- **PASSAGE**
■ ■ ■
Support universal access to all knowledge by heading over to archive.org forward slash donate.
Welcome back to Hacker Public Radio. This is Might be Mike. Here with another block
chain episode about Mimble Wimble. It sounds like a tongue twister and it is. Mimble Wimble is
actually from Harry Potter. I believe this is the spell to tie people's tongues to prevent them
from divulging secrets. Feel free to correct me if I'm wrong about this stuff. I'm not very knowledgeable
about Harry Potter and Mimble Wimble is full of Harry Potter references. Really Mimble Wimble Protocol
is all about scalability, privacy and fungability. This is a protocol for blockchains that scale
elegantly and provide privacy by default using strong cryptographic primitives.
Now Mimble Wimble started in August 2016 when some unknown person named Tom Elvis Jettosaur,
which is actually the French name for Voldemort, the bad guy in the Harry Potter series.
Anonymous Lee shows up and drops a link to a white paper that describes this protocol.
There's a mathematician at Blockstream named Andrew Polstra, who was one of the first people to
review it. He goes in and corrects errors, formalizes it and publishes it as a white paper a couple
months later, and then yet another anonymous character Ignotus Paravelle, which I don't know
who that is. He's something to do with Harry Potter though, somebody's brother perhaps. He appears
on that same IRC channel, Bitcoin Wizards, in late October and announced he has a project going,
an open source blockchain based on this, which would turn into one of the two blockchains that I think
is really interesting in this space, the one called Grin. Now the interesting thing about
Mimble Wimble is there's a realization on the part of this anonymous character or characters
that the transaction history does not need to be stored. This is a way to get better scalability.
You probably know if you join the Bitcoin network as a node, you need to verify the entire
blockchain and it's totally there to be done because the entire transaction history is saved
from the Genesis block all the way to the current. In this case, this character realized we don't
need to save that actually. If we know the coins that were created and we know the current state
of the blockchain and we have proofs that no funny business took place in between, that's all you
need. I think that characterizes the whole spirit of this cryptography over complexity.
So Mimble Wimble provides privacy and fungibility by, first of all, not having any addresses.
There are no amounts visible in the transactions or recorded anywhere on the blockchain.
The transactions themselves can be aggregated together, they are, and a lot of the inputs and outputs
are eliminated along the way. So it's very difficult to build a transaction graph. If you're
taking a look at the blockchain from a forensics perspective, there's just nothing to go on,
and we'll get into the detail of that shortly. Well, so let's look at the actual structure of the
blockchain. You might know already that blockchains represent the state of the system through one
of two means primarily. Bitcoin does it with a UTXO set. This is basically telling you where all
the coins are right now. So UTXO set is that set of all unspent transaction outputs. That is all
these unspent outputs from previous transactions. Where are they right now? Well, the answer to that
question would be a set of addresses in Bitcoin. Here we have no addresses, so it's a little bit
trickier. And for completeness sake, let me mention that the other popular technique is that
used by Ethereum, which is to keep a hash basically of all the addresses and balances.
■ ■ ■
- **DATA LISTING**
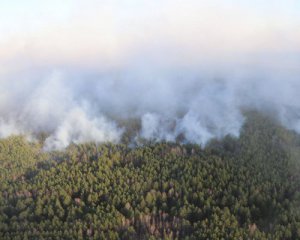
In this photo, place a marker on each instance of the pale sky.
(110, 33)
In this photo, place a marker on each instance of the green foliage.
(246, 188)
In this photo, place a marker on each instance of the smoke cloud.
(180, 70)
(168, 106)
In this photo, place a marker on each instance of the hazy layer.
(183, 69)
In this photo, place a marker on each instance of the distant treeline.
(245, 188)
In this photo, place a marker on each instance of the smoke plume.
(179, 70)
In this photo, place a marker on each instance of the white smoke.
(184, 70)
(169, 106)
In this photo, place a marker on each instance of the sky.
(112, 34)
(82, 70)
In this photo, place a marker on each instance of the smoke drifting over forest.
(86, 73)
(94, 108)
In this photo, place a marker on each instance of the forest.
(232, 188)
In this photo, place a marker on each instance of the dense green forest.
(245, 188)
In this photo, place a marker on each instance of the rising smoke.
(181, 70)
(170, 106)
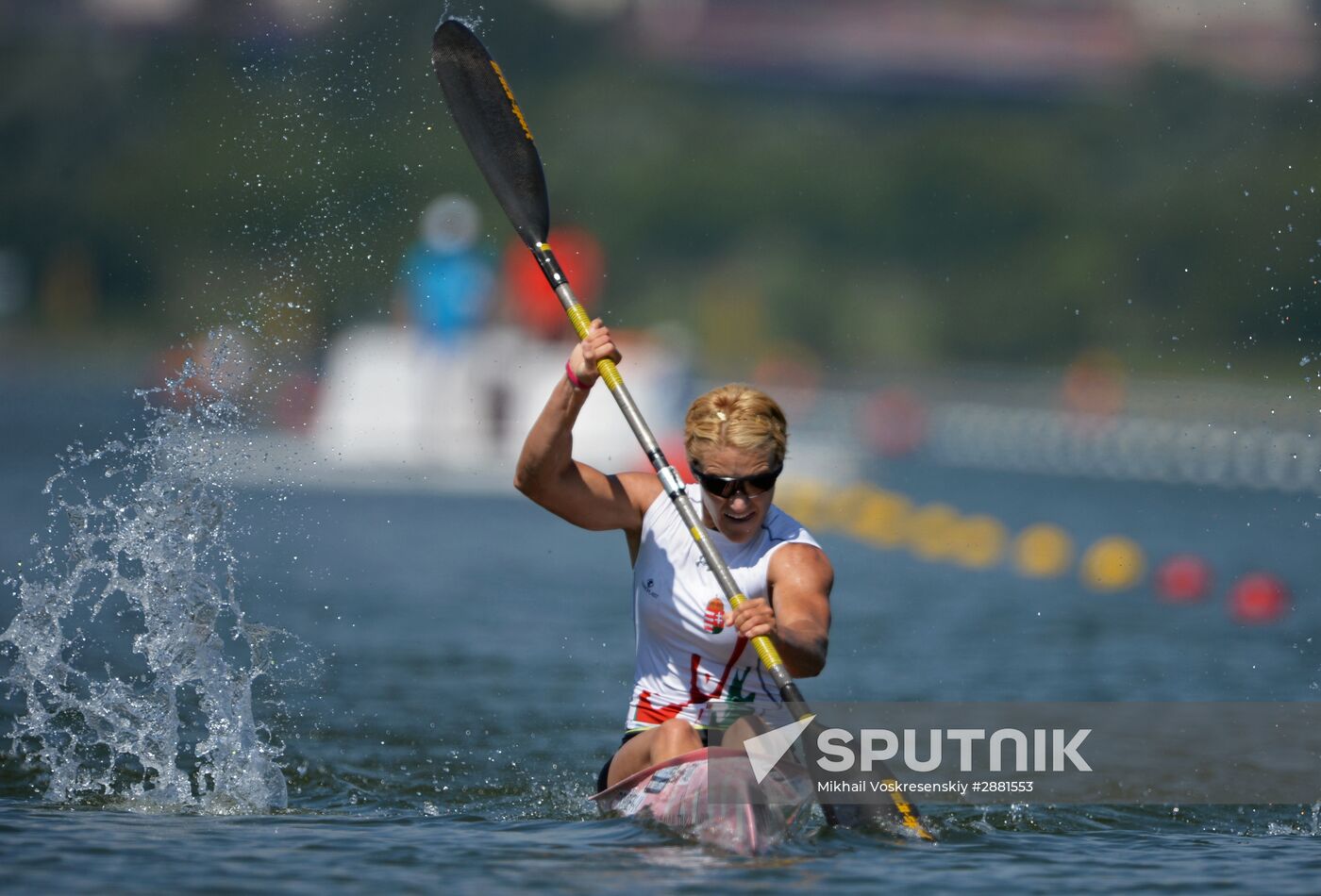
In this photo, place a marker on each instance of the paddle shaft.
(674, 489)
(670, 479)
(501, 142)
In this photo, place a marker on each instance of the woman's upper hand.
(753, 618)
(597, 346)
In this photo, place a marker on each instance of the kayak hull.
(712, 796)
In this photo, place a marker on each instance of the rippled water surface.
(436, 678)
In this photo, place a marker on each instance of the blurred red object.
(894, 423)
(1182, 578)
(1258, 598)
(532, 303)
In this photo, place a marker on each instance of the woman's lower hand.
(753, 618)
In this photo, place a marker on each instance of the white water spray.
(131, 654)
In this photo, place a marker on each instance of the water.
(436, 680)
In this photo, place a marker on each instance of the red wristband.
(575, 380)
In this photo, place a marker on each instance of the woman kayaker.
(693, 651)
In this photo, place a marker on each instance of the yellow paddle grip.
(763, 645)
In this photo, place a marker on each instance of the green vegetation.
(1165, 221)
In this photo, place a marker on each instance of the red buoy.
(1258, 598)
(1182, 578)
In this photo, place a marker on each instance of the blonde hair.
(736, 416)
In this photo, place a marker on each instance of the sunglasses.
(752, 486)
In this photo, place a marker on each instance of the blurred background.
(1036, 281)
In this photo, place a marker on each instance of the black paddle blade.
(493, 127)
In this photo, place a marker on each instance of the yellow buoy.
(880, 518)
(931, 531)
(1112, 564)
(979, 541)
(1043, 551)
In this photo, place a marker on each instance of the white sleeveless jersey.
(686, 657)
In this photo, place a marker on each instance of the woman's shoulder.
(643, 489)
(785, 529)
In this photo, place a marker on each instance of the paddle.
(501, 142)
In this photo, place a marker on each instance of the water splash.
(132, 656)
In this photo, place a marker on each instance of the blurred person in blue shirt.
(445, 284)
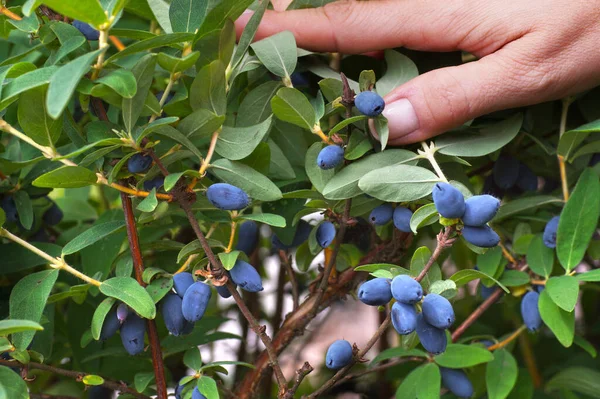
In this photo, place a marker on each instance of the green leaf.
(501, 374)
(89, 11)
(208, 387)
(266, 218)
(236, 143)
(187, 15)
(561, 322)
(133, 107)
(99, 316)
(398, 183)
(525, 204)
(127, 290)
(578, 379)
(92, 235)
(12, 384)
(462, 277)
(458, 356)
(345, 183)
(208, 89)
(12, 326)
(66, 177)
(540, 258)
(483, 141)
(122, 81)
(34, 119)
(563, 290)
(277, 53)
(291, 106)
(27, 301)
(64, 81)
(255, 184)
(400, 69)
(578, 220)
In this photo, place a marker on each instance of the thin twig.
(136, 254)
(76, 375)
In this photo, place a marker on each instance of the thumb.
(445, 98)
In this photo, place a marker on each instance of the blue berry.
(483, 236)
(438, 311)
(382, 214)
(247, 237)
(87, 31)
(181, 282)
(448, 200)
(53, 215)
(406, 289)
(325, 234)
(132, 334)
(527, 180)
(110, 326)
(506, 172)
(457, 382)
(402, 218)
(173, 314)
(375, 292)
(227, 197)
(404, 318)
(246, 276)
(550, 232)
(156, 183)
(369, 103)
(339, 354)
(195, 301)
(330, 157)
(433, 339)
(139, 163)
(480, 209)
(530, 311)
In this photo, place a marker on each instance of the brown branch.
(76, 375)
(136, 254)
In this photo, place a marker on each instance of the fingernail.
(402, 118)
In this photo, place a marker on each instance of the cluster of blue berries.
(475, 213)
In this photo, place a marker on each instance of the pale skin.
(529, 52)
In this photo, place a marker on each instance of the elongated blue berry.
(506, 172)
(339, 354)
(110, 326)
(480, 209)
(382, 214)
(173, 314)
(325, 234)
(401, 218)
(330, 157)
(404, 318)
(457, 382)
(247, 237)
(132, 334)
(181, 282)
(139, 163)
(406, 289)
(530, 311)
(87, 31)
(550, 232)
(375, 292)
(195, 301)
(448, 200)
(433, 339)
(483, 236)
(227, 197)
(369, 103)
(246, 276)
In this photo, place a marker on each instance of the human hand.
(529, 52)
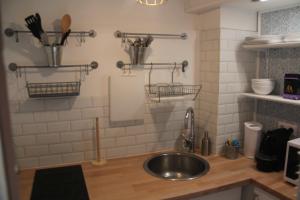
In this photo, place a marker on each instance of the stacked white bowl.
(263, 86)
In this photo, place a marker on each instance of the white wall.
(3, 185)
(50, 132)
(225, 71)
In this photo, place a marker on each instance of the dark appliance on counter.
(292, 160)
(271, 154)
(291, 86)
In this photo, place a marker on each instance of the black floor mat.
(63, 183)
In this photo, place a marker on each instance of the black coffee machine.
(271, 154)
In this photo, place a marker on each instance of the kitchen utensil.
■ ■ ■
- **EXERCISE DESCRIPTION**
Resume the Mimble Wimble transcript after its final sentence and carry it forward. The records are separate material and bear no relation to the Mimble Wimble transcript.

- **RESULT FOR THIS TASK**
So in Memblewimble, blocks have only the necessary inputs and outputs taken together in one big
transaction. This is a lot like the coin join that Bitcoin people might be familiar with. Bitcoin
mixing services commonly use a coin join technique. This is often implemented as a service where
a group of people, let's say 10, will also emit a transaction using the same amount for an input
like one Bitcoin. So if I have 10 inputs of one Bitcoin and 10 sets of outputs, they're combined
into one transaction and that makes it more difficult to match up inputs to outputs.
So it's not really hiding anything. It's just obfuscating. So you look at a big transaction like
that and you know that the address from which one of the inputs came matches with the address of one
of the outputs with a certain probability. In this case, 10%. So anyway, in this system, redundant
inputs and outputs are eliminated, but these remainders called kernels are still there.
These kernels are essentially proofs. At their simplest, I believe they can go down to almost
60 bytes or so. When I'm looking around on the blockchain here, I see they're typically about
100 bytes, which is pretty small. Privacy coins tend to have very large transactions as they
add a lot of bulk in their efforts to obfuscate. For example, Monero, probably the best example of a
privacy coin out there today. Their transactions are an order of magnitude larger. A transaction
might be 1,400 bytes, 1,500 bytes, something like that, and Zcash even larger. It's not a criticism
of those systems. Zcash was a real innovator when they started because they got these zero-knowledge
proofs called Zcashnarks to work. Before that, these were about 100K in size, if I'm not mistaken,
and they got them down to about 4K. Still, that's per transaction. Here, we're talking about storing
just little blobs, inputs, outputs, and kernels that are on the order of about 100 bytes each.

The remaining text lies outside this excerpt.